- _Raw data_:
━━━━━━━━━━━━━━━━━━━━━━━━━━━━━━

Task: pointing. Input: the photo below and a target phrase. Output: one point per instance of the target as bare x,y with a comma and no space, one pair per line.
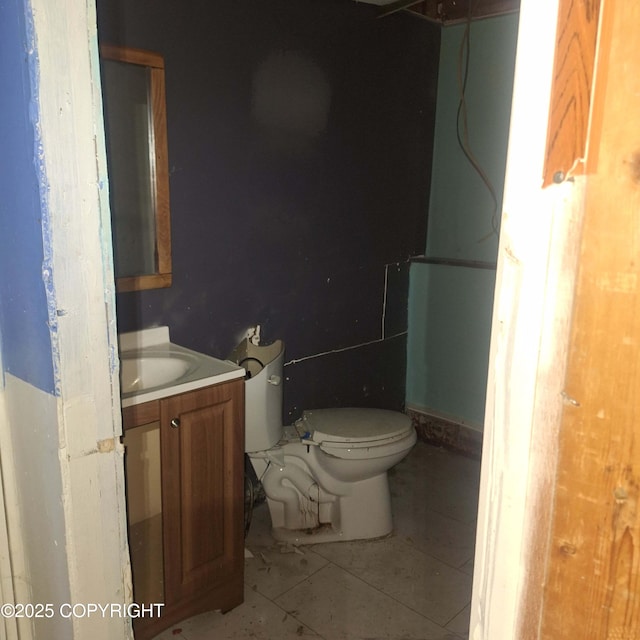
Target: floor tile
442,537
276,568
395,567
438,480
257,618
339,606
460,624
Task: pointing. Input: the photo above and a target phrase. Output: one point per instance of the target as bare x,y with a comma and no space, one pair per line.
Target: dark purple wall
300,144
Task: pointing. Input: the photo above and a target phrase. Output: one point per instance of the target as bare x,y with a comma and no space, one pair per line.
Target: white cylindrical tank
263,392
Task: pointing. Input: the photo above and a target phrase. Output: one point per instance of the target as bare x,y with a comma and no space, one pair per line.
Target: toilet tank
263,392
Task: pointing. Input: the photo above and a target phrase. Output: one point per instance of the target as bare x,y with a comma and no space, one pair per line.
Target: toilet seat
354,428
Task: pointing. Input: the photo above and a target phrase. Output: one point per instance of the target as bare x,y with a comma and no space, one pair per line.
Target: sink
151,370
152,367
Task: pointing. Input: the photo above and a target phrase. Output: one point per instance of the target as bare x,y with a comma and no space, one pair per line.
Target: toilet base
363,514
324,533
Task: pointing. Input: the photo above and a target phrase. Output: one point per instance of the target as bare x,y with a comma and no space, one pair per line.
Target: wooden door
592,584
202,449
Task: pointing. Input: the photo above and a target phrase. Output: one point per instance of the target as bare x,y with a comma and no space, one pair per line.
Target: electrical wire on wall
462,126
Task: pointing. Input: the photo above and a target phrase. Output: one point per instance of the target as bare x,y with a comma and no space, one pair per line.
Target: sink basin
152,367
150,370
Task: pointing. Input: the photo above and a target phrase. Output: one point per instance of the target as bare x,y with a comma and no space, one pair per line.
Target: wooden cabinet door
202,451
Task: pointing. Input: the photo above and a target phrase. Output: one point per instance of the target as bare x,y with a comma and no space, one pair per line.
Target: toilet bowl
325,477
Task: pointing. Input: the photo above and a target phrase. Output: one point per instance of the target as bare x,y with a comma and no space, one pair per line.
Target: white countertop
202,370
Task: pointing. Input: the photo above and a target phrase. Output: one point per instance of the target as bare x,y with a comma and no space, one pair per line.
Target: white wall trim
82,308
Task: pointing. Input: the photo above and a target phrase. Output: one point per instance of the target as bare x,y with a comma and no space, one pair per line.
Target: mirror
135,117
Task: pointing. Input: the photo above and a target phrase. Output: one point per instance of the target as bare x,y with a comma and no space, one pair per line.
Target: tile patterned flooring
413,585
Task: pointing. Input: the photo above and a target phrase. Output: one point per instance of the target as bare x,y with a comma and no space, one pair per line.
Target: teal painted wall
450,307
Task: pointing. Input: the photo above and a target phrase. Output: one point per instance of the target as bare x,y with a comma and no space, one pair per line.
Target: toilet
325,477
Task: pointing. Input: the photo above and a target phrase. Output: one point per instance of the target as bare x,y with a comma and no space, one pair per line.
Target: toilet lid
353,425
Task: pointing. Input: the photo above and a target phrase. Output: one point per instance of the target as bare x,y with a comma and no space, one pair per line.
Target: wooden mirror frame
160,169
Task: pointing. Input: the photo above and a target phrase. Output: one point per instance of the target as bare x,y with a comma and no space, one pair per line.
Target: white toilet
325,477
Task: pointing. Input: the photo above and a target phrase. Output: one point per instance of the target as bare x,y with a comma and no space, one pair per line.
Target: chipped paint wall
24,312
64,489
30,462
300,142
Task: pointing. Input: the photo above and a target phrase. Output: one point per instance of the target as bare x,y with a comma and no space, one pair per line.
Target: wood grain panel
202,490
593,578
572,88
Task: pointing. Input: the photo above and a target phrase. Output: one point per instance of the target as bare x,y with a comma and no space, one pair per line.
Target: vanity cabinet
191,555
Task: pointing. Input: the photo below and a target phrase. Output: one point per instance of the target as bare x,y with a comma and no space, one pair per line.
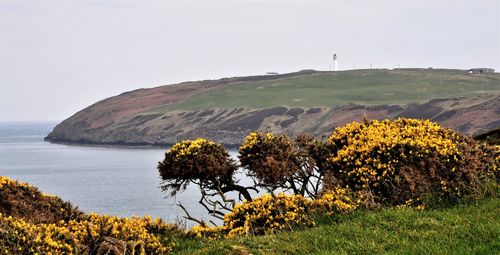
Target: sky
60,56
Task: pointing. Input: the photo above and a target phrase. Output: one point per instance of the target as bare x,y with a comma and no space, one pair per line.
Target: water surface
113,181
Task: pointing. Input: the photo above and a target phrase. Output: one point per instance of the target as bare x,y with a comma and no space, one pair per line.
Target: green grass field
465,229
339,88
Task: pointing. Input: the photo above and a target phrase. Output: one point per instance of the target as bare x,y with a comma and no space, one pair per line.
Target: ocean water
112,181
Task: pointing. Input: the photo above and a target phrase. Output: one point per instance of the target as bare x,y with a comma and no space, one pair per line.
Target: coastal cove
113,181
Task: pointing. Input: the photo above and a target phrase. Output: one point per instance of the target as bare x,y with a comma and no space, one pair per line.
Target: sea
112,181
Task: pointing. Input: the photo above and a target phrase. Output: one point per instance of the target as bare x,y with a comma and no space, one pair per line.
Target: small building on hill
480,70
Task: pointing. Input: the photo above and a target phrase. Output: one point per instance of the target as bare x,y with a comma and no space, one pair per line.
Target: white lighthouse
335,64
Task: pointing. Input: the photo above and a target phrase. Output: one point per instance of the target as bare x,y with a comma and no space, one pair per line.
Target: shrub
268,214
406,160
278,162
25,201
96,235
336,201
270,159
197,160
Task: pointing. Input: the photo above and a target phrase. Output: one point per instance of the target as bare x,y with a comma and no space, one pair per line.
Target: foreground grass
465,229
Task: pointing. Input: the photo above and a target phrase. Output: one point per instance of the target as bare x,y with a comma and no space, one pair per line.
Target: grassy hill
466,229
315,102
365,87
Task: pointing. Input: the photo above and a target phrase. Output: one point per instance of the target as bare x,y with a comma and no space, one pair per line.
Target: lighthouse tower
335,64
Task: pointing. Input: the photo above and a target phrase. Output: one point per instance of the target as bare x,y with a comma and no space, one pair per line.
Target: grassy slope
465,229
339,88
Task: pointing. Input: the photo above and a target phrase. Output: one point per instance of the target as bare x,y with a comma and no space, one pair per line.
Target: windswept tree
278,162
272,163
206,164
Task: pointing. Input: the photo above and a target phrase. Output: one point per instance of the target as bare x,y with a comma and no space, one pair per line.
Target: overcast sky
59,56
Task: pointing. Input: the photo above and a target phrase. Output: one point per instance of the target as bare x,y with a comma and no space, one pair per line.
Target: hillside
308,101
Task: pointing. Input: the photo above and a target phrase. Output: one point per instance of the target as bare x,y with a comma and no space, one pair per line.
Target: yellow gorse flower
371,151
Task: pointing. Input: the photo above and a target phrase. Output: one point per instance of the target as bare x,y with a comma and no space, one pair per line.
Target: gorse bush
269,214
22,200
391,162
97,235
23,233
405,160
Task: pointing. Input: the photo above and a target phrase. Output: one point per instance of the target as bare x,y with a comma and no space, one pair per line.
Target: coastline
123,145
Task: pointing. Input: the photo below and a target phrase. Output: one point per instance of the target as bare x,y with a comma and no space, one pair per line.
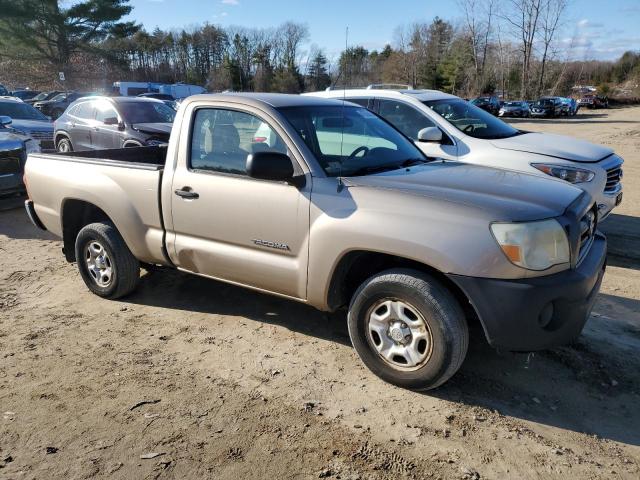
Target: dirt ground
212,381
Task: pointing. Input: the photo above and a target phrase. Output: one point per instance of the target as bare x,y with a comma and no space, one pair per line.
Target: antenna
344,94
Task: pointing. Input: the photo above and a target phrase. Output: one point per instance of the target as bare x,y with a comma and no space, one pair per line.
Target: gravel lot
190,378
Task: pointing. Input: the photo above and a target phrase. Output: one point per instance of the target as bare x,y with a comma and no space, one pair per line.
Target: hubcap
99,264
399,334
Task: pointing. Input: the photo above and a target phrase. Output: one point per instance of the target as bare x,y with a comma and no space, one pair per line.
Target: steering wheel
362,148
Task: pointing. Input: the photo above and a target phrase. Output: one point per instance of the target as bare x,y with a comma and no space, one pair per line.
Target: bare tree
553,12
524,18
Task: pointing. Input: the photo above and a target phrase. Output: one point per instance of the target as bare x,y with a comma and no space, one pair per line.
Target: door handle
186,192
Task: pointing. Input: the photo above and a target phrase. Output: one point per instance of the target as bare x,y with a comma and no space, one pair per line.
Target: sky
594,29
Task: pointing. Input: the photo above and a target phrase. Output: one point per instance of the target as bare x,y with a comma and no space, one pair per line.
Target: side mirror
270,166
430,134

━━━━━━━━━━━━━━━━━━━━━━━━━━━━━━

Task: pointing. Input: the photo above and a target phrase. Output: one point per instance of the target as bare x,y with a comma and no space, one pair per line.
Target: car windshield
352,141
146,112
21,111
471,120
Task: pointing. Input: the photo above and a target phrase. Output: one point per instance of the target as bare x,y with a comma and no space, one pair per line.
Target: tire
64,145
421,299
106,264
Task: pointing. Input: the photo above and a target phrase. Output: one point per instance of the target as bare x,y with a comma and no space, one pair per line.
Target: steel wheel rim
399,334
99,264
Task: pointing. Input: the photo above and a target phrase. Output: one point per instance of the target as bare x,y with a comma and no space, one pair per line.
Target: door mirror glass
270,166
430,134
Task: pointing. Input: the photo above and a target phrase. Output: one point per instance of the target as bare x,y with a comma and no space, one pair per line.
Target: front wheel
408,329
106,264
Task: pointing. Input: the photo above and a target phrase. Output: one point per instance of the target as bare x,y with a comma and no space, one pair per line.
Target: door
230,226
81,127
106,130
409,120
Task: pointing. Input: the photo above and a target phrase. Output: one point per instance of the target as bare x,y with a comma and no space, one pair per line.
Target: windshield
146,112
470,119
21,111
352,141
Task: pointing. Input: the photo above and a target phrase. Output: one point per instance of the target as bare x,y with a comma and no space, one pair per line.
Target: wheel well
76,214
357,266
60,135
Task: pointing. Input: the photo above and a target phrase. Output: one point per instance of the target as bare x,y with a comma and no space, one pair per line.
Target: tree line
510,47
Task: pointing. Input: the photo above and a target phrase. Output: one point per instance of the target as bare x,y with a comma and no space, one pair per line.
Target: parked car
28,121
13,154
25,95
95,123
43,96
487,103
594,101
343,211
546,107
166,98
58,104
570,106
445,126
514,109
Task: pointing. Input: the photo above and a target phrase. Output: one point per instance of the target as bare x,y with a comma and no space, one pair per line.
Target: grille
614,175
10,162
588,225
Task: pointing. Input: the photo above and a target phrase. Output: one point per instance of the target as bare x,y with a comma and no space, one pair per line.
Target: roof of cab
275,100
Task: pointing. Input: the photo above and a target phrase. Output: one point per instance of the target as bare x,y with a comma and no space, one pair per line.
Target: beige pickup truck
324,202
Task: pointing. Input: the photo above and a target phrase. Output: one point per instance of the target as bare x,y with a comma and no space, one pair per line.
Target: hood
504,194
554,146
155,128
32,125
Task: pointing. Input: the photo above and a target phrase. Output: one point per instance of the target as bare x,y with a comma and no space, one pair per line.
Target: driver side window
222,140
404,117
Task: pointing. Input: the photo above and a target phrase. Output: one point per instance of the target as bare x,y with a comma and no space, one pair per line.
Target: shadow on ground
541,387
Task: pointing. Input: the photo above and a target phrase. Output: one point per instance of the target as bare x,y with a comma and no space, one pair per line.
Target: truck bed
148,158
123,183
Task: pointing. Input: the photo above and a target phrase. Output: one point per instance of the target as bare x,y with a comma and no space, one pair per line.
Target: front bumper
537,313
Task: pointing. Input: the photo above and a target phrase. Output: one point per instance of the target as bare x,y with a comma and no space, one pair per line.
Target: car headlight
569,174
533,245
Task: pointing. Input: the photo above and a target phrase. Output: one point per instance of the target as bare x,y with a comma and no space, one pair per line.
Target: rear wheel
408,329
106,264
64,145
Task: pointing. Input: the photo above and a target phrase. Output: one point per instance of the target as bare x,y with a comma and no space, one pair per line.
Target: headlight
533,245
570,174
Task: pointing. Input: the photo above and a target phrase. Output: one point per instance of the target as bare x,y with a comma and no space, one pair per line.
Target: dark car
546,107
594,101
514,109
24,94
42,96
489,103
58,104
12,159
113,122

━━━━━━━━━━━━━━━━━━━━━━━━━━━━━━

- _Directions for this task_: Pull out every line of the data above that contains the string "wheel", copying each one in full. Matching is case-sensitive.

- _Correct answer_:
Target: steering wheel
Target: steel wheel rim
Target: front wheel
Target: wheel well
Target: rear wheel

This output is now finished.